** START Data lines **

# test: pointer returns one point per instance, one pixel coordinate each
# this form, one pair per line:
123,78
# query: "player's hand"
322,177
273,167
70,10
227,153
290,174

** END Data lines **

Task to carry out: Go through all the items above again, changing "query" to "label" wherever it occurs and leaving everything else as it is.

The answer:
# test: pointer returns one point per instance, one pixel coordinate each
# this form, one pair per line:
123,78
# label: "player's hand"
322,177
273,167
70,10
227,153
290,174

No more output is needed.